*Entries supplied:*
▬▬▬

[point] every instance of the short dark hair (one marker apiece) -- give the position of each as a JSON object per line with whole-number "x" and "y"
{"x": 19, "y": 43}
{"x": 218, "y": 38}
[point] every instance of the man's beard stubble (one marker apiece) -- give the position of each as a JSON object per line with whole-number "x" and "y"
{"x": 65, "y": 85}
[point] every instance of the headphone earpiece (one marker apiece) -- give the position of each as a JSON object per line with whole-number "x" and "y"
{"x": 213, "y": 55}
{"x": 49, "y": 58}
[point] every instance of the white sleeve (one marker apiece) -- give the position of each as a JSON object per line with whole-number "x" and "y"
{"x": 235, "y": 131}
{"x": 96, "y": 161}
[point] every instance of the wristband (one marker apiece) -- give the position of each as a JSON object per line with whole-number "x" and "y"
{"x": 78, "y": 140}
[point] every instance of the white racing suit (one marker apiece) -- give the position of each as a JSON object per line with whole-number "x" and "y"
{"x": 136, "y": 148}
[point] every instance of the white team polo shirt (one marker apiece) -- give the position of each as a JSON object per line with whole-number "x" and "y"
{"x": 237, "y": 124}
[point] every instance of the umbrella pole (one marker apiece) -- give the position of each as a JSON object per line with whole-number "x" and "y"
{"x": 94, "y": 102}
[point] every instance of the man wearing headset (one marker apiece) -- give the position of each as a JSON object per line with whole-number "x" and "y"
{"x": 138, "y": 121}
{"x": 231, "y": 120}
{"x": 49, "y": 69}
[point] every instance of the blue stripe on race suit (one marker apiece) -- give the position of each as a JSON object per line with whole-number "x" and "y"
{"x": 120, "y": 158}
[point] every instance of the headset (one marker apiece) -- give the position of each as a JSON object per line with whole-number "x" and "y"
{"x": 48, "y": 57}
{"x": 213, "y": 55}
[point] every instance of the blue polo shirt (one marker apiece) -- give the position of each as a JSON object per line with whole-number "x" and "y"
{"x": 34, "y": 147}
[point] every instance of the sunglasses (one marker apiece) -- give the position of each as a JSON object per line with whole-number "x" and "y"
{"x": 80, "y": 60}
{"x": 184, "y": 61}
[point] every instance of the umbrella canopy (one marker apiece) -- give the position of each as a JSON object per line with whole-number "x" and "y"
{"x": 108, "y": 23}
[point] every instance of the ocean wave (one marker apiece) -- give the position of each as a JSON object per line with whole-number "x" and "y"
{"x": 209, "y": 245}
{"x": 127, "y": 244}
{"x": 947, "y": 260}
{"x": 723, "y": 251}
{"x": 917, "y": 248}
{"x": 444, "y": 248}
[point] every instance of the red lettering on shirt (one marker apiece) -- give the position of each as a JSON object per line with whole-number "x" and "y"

▬▬▬

*What is needed:*
Write out every line of the records above as a JSON list of strings, one string per line, leaving out blank lines.

*Answer to the task:*
[
  "[point] every instance of the short dark hair (one marker apiece) -- give the position of each as a JSON object per line with whole-number \"x\" and \"y\"",
  "{\"x\": 19, \"y\": 43}",
  "{\"x\": 218, \"y\": 38}",
  "[point] every instance of the man's beard stubble (one marker apiece) -- give the position of each as a JSON object per line with whole-number \"x\" and \"y\"",
  "{\"x\": 65, \"y\": 85}",
  "[point] every instance of the headphone earpiece (one marker apiece) -- give the position of each as a JSON object per line with whole-number \"x\" and \"y\"",
  "{\"x\": 213, \"y\": 55}",
  "{\"x\": 49, \"y\": 58}",
  "[point] every instance of the white sleeve (one marker apiece) -- give the position of each as a JSON object per line with whole-number \"x\" and \"y\"",
  "{\"x\": 235, \"y\": 131}",
  "{\"x\": 96, \"y\": 161}",
  "[point] every instance of the wristband (one marker apiece) -- give the position of each as a JSON object per line with whole-number \"x\" and \"y\"",
  "{\"x\": 78, \"y\": 140}",
  "[point] every instance of the white racing suit (one marker apiece) -- give the position of each as a JSON object per line with whole-number \"x\" and \"y\"",
  "{\"x\": 136, \"y\": 148}",
  "[point] every instance of the white team polo shirt (one marker apiece) -- give the position of each as a JSON object per line with whole-number \"x\" and \"y\"",
  "{\"x\": 237, \"y\": 124}",
  "[point] every instance of the umbrella pole (one marker apiece) -- give the position of each as a JSON object per line with whole-number \"x\" and \"y\"",
  "{\"x\": 94, \"y\": 102}",
  "[point] every instance of the man wearing headset (one marker apiece) -- give the position of each as a JSON object per line with whole-number \"x\" and \"y\"",
  "{\"x\": 138, \"y\": 121}",
  "{\"x\": 231, \"y\": 120}",
  "{\"x\": 49, \"y\": 69}",
  "[point] every instance of the blue stripe on race suit (one marker apiece) -- give the position of each as a JSON object per line with whole-number \"x\" and \"y\"",
  "{\"x\": 120, \"y\": 158}",
  "[point] every instance of the headset (one marker apiece) -- give the position of each as a JSON object per line with whole-number \"x\" and \"y\"",
  "{\"x\": 48, \"y\": 57}",
  "{\"x\": 213, \"y\": 55}",
  "[point] every instance of the blue polo shirt (one marker apiece) -- give the position of each as a JSON object per line with whole-number \"x\" and \"y\"",
  "{\"x\": 34, \"y\": 147}",
  "[point] every instance of the sunglasses (one marker apiece) -- give the position of each as a JSON object per line with whole-number \"x\" and \"y\"",
  "{\"x\": 80, \"y\": 60}",
  "{\"x\": 184, \"y\": 61}",
  "[point] every instance of the umbrella canopy (one marker apiece) -- give the position of each as a JSON object per line with whole-number \"x\" and \"y\"",
  "{\"x\": 108, \"y\": 23}",
  "[point] every instance of the ocean wave (one marker apiece) -- give the position of each as a JSON object per line with whole-number \"x\" and \"y\"",
  "{\"x\": 209, \"y\": 245}",
  "{\"x\": 127, \"y\": 244}",
  "{\"x\": 947, \"y\": 260}",
  "{\"x\": 723, \"y\": 251}",
  "{\"x\": 917, \"y\": 248}",
  "{\"x\": 444, \"y\": 248}",
  "[point] every instance of the red lettering on shirt (one marker apiece) -- give the position of each as a JSON object per line with whole-number \"x\" and \"y\""
]